Exercise description –
With the records below as input, work out how many lines include the word "black". Give only the number.

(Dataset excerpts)
########
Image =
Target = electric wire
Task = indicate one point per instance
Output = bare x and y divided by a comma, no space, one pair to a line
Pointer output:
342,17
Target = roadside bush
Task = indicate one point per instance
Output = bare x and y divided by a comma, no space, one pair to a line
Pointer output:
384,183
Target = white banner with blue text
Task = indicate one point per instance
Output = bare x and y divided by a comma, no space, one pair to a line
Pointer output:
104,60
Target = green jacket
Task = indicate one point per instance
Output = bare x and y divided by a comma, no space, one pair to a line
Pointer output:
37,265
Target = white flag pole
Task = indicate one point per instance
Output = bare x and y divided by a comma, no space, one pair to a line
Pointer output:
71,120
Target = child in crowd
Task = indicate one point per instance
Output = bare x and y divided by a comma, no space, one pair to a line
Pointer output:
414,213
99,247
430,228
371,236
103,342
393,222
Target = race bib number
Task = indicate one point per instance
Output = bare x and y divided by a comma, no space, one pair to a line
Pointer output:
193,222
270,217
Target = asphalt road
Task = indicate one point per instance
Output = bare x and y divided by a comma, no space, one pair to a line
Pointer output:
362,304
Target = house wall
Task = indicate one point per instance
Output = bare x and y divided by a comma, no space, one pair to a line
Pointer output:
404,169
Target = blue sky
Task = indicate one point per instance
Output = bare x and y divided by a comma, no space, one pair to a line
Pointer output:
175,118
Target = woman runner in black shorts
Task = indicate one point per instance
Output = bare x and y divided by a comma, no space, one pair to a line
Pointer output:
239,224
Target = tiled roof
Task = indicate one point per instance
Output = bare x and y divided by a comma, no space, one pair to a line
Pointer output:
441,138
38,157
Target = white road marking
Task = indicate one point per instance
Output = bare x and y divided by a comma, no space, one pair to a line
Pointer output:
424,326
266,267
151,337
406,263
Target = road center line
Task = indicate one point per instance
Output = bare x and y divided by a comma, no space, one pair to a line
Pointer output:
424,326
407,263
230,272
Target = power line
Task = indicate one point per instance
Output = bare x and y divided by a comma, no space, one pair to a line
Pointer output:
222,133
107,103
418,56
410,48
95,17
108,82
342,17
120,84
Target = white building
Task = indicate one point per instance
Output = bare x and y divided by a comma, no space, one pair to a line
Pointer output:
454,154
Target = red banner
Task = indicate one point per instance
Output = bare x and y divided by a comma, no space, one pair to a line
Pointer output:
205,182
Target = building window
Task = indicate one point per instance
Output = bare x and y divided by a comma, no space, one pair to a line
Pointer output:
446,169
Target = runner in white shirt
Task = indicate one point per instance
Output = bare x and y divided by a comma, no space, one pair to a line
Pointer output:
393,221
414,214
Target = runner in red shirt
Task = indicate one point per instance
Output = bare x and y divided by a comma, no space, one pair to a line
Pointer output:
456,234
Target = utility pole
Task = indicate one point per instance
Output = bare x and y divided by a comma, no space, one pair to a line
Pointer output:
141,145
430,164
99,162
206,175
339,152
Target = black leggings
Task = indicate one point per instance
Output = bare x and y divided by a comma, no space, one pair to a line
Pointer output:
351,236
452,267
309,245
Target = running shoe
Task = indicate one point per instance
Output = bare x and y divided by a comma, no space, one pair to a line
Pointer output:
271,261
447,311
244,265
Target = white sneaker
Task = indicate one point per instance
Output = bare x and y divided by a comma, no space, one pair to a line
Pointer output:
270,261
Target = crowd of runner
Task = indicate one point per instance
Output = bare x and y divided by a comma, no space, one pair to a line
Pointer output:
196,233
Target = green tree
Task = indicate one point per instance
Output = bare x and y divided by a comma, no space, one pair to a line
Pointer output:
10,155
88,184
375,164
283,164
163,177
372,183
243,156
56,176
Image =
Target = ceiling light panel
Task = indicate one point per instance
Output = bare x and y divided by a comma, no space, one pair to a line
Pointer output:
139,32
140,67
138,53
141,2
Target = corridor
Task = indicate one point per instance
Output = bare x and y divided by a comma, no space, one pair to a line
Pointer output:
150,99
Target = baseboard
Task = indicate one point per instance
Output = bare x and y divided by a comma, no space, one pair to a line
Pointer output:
########
Problem solution –
2